→ **Work request**:
Could you repeat all of the entries below, character for character?
** Entries supplied follows **
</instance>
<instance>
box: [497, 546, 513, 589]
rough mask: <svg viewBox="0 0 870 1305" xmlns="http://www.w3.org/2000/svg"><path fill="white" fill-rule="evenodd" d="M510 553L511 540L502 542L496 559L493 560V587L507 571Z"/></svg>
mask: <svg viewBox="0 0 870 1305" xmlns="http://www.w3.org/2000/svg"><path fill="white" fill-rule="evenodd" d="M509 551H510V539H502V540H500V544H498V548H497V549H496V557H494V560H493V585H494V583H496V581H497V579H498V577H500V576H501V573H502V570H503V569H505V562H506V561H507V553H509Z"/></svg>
** End of Entries supplied **
→ **Task result**:
</instance>
<instance>
box: [497, 546, 513, 589]
rough mask: <svg viewBox="0 0 870 1305" xmlns="http://www.w3.org/2000/svg"><path fill="white" fill-rule="evenodd" d="M510 553L511 540L502 542L496 559L493 560V587L507 571Z"/></svg>
mask: <svg viewBox="0 0 870 1305" xmlns="http://www.w3.org/2000/svg"><path fill="white" fill-rule="evenodd" d="M509 551H510V539H502V540H500V544H498V548H497V549H496V557H494V560H493V585H494V583H496V581H497V579H498V577H500V576H501V573H502V570H503V569H505V562H506V561H507V553H509Z"/></svg>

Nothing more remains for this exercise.